▶ WRITTEN REQUEST
Rewrite the lines below, changing "single point" to "single dot" wherever it occurs and leaving everything else the same.

---------- DATA SECTION ----------

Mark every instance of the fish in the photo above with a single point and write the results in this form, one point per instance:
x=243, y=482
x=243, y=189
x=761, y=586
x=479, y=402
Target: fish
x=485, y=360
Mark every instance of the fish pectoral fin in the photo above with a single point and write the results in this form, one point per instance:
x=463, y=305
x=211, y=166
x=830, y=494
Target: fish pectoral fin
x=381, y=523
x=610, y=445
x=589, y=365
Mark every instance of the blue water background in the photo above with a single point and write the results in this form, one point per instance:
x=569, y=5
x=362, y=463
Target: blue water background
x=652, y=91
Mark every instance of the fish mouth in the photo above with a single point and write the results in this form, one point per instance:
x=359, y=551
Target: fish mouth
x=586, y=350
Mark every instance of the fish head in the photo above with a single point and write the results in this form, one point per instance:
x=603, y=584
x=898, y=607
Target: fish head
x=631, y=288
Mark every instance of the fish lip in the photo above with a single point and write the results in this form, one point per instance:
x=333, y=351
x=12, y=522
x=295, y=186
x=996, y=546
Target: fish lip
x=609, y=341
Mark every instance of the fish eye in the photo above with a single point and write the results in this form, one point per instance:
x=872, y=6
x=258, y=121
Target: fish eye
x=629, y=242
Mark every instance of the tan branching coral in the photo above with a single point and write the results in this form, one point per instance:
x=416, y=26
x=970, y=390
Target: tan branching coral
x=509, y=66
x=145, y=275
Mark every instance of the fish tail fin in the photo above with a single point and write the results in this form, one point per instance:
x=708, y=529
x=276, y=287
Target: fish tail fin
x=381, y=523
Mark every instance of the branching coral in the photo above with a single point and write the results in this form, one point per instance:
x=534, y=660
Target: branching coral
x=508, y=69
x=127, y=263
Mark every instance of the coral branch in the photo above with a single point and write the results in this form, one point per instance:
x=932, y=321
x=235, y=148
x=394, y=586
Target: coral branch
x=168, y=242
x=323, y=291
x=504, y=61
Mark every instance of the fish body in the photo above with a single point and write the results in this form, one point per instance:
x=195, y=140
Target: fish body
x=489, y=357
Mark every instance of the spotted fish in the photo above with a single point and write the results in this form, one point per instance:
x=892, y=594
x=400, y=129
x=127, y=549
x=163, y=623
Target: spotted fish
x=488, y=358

----------

▶ FINISHED TASK
Mark every instance of the fish in the photo above with a single dot and write the results in this form, one point per instance:
x=243, y=482
x=243, y=189
x=761, y=586
x=479, y=402
Target: fish
x=485, y=360
Mark every instance of the fish pectoral fin in the photo above with a single dot and write the results in this form, one point per instance:
x=463, y=305
x=211, y=166
x=830, y=494
Target: fish pectoral fin
x=381, y=523
x=610, y=445
x=589, y=365
Mark every instance of the blue water background in the photo above with a single dot and write the results in this form, one point per instance:
x=569, y=5
x=362, y=463
Target: blue water background
x=652, y=91
Mark every instance of the fish mouth in the photo above with a single dot and write the results in this form, one point per instance:
x=359, y=551
Target: fish mouth
x=586, y=350
Mark every instance of the fish head in the photo above with a single dot and write the results in this form, one point per instance:
x=603, y=584
x=898, y=607
Target: fish head
x=631, y=288
Mark every instance of the fish lip in the photo above with a single dot and write the results in this form, one point per instance:
x=333, y=351
x=12, y=522
x=295, y=186
x=996, y=546
Target: fish lip
x=609, y=341
Mark every instance of the fish eye in the photo above with a single dot and write the results in this form, one point per instance:
x=872, y=6
x=258, y=121
Target: fish eye
x=629, y=242
Mark every instance of the tan branching coral in the photo above with a single dot and write the results in this form, one point per instance:
x=416, y=26
x=970, y=390
Target: tan branching coral
x=509, y=66
x=145, y=275
Mark every instance of the fish tail fin in the photo above with a single dot and write the results in this form, one point per instance:
x=708, y=529
x=276, y=287
Target: fish tail fin
x=381, y=523
Mark every instance of the branching coral in the photo above with a single dot and write the results in this form, one point per instance:
x=534, y=660
Target: branching coral
x=508, y=69
x=127, y=263
Mark every instance of the coral branch in the photo above with a single dot and write the results in this form, one point per instance:
x=932, y=321
x=235, y=148
x=394, y=586
Target: coral branch
x=168, y=242
x=323, y=291
x=504, y=61
Mark every instance of the fish body in the photo above with a single dot and write the results in this form, one point per instance:
x=195, y=140
Target: fish body
x=489, y=357
Mark every instance of the spotted fish in the photo above with a single dot and write the results in this form, one point per instance:
x=892, y=594
x=400, y=129
x=127, y=549
x=163, y=623
Target: spotted fish
x=488, y=358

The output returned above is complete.